* _EXERCISE DIRECTIONS_: State how many lines of the material below contain the string "positive". Give only the number.

----- MATERIALS PROVIDED

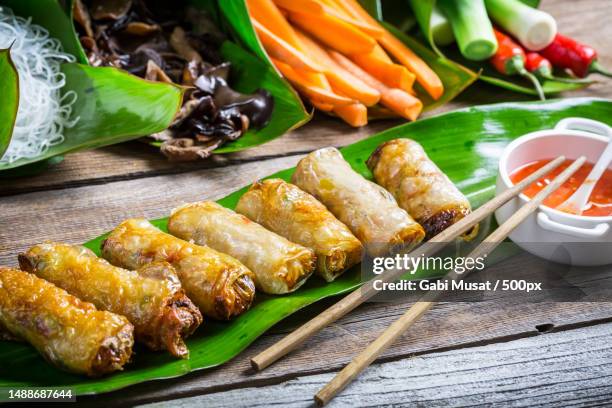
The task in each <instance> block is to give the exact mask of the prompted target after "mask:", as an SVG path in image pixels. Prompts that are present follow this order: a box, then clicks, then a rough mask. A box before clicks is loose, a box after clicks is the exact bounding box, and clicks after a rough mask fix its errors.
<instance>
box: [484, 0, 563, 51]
mask: <svg viewBox="0 0 612 408" xmlns="http://www.w3.org/2000/svg"><path fill="white" fill-rule="evenodd" d="M486 6H487V11H488V12H489V14H490V15H491V18H492V19H493V20H494V21H495V22H496V23H497V24H499V26H500V27H501V28H503V29H504V30H505V31H506V32H507V33H509V34H511V35H512V36H513V37H514V38H516V39H517V40H519V42H520V43H521V44H522V45H523V46H524V47H525V48H527V49H528V50H530V51H539V50H542V49H544V48H546V47H548V46H549V45H550V43H552V42H553V40H554V39H555V35H557V23H556V22H555V19H554V18H552V16H551V15H550V14H548V13H545V12H543V11H541V10H537V9H534V8H532V7H529V6H528V5H526V4H524V3H523V2H521V1H520V0H486Z"/></svg>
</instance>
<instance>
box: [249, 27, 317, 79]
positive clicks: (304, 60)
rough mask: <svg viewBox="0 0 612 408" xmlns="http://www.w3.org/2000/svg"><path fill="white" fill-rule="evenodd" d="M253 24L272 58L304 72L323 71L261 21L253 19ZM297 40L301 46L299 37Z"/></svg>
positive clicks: (255, 29) (269, 54) (255, 28)
mask: <svg viewBox="0 0 612 408" xmlns="http://www.w3.org/2000/svg"><path fill="white" fill-rule="evenodd" d="M251 22H252V23H253V27H254V28H255V31H256V32H257V35H258V37H259V40H260V41H261V43H262V44H263V46H264V48H265V49H266V51H267V52H268V55H269V56H270V57H272V58H274V59H277V60H279V61H282V62H285V63H287V64H289V65H291V66H292V67H294V68H297V69H300V70H304V71H311V72H321V71H322V70H323V68H322V67H321V66H319V65H318V64H316V63H314V62H313V61H311V60H310V58H309V57H308V56H306V55H304V53H303V52H302V51H300V50H298V49H297V48H295V47H293V46H292V45H291V44H289V43H288V42H287V41H285V40H283V39H282V38H280V37H278V36H276V35H275V34H274V33H272V32H271V31H270V30H268V29H267V28H266V27H264V26H263V25H262V24H261V23H260V22H259V21H257V20H256V19H254V18H251ZM294 35H295V33H294ZM295 40H296V42H297V43H298V44H299V41H298V39H297V37H295Z"/></svg>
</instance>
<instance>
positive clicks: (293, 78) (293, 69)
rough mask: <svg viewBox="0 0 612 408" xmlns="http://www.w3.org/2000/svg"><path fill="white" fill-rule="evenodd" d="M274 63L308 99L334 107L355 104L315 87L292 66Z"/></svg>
mask: <svg viewBox="0 0 612 408" xmlns="http://www.w3.org/2000/svg"><path fill="white" fill-rule="evenodd" d="M272 63H273V64H274V65H275V66H276V68H278V70H279V71H280V72H281V73H282V74H283V76H284V77H285V78H287V80H289V81H290V82H291V83H292V84H293V85H294V86H295V87H296V88H297V89H298V91H300V92H301V93H303V94H304V95H305V96H306V97H307V98H308V99H310V100H315V101H317V102H320V103H326V104H331V105H334V106H336V107H337V106H346V105H351V104H354V103H355V100H353V99H350V98H347V97H345V96H340V95H337V94H335V93H334V92H332V91H330V90H327V89H324V88H321V87H319V86H315V85H313V84H312V82H310V81H309V80H308V79H306V78H305V77H304V76H302V75H301V74H300V73H299V72H298V71H296V70H295V69H294V68H293V67H292V66H290V65H288V64H285V63H284V62H282V61H278V60H275V59H274V58H272Z"/></svg>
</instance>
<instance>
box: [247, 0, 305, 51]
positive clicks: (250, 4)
mask: <svg viewBox="0 0 612 408" xmlns="http://www.w3.org/2000/svg"><path fill="white" fill-rule="evenodd" d="M290 1H291V0H290ZM247 6H248V9H249V14H250V15H251V17H252V18H254V19H255V20H257V21H259V22H260V23H261V24H262V25H263V26H265V27H266V28H267V29H268V30H269V31H270V32H272V33H274V34H275V35H276V36H277V37H280V38H282V39H283V40H285V41H286V42H287V43H289V44H290V45H292V46H293V47H294V48H297V49H298V50H299V49H300V45H299V41H298V40H297V37H296V36H295V32H294V31H293V27H291V25H290V24H289V22H287V20H286V19H285V16H283V14H282V13H281V12H280V10H279V9H278V7H276V5H275V4H274V2H273V1H272V0H247Z"/></svg>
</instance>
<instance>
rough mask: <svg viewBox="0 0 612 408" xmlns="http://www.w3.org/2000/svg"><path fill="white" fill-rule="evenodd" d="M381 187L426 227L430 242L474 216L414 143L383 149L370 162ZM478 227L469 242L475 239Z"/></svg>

----------

* _SOLUTION_: 4